Tekstfragment
========================================

Lessen uit de overstappen naar turf, kolen en gas

Het wordt een overgang van jewelste: Nederland moet van het aardgas af en overstappen op duurzame energiebronnen. Die enorme verandering gaat niet zonder slag of stoot. Maar we hebben het vaker beleefd. Wat kunnen we leren van die eerdere energietransities?

Michiel Kerpel

Geplaatst: 22 september 2019 om 11:00


Twee deskundigen trekken lessen uit het verleden: prof. dr. ir. Harry Lintsen, emeritus hoogleraar techniekgeschiedenis aan de Technische Universiteit Eindhoven, en dr. Ben Gales, universitair docent aan de Rijksuniversiteit Groningen en specialist in de mijnbouw van de negentiende en de twintigste eeuw.

Les 1: energietransities brachten veel goeds.

========================================

Datasetrijen over waar objecten voorkomen:
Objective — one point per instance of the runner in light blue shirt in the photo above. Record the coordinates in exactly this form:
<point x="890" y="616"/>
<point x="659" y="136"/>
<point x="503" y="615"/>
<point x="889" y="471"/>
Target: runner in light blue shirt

========================================

Gegeven opdracht 1
Typ de tekst over lessen uit eerdere energietransities volledig en zonder wijzigingen over.
Gegeven opdracht 2
Geef alle rijen opnieuw weer en vervang daarin elke keer "light blue" door "pale blue". Laat al het andere ongewijzigd.

Eindresultaat 1
Lessen uit de overstappen naar turf, kolen en gas

Het wordt een overgang van jewelste: Nederland moet van het aardgas af en overstappen op duurzame energiebronnen. Die enorme verandering gaat niet zonder slag of stoot. Maar we hebben het vaker beleefd. Wat kunnen we leren van die eerdere energietransities?

Michiel Kerpel

Geplaatst: 22 september 2019 om 11:00


Twee deskundigen trekken lessen uit het verleden: prof. dr. ir. Harry Lintsen, emeritus hoogleraar techniekgeschiedenis aan de Technische Universiteit Eindhoven, en dr. Ben Gales, universitair docent aan de Rijksuniversiteit Groningen en specialist in de mijnbouw van de negentiende en de twintigste eeuw.

Les 1: energietransities brachten veel goeds.

Eindresultaat 2
Objective — one point per instance of the runner in pale blue shirt in the photo above. Record the coordinates in exactly this form:
<point x="890" y="616"/>
<point x="659" y="136"/>
<point x="503" y="615"/>
<point x="889" y="471"/>
Target: runner in pale blue shirt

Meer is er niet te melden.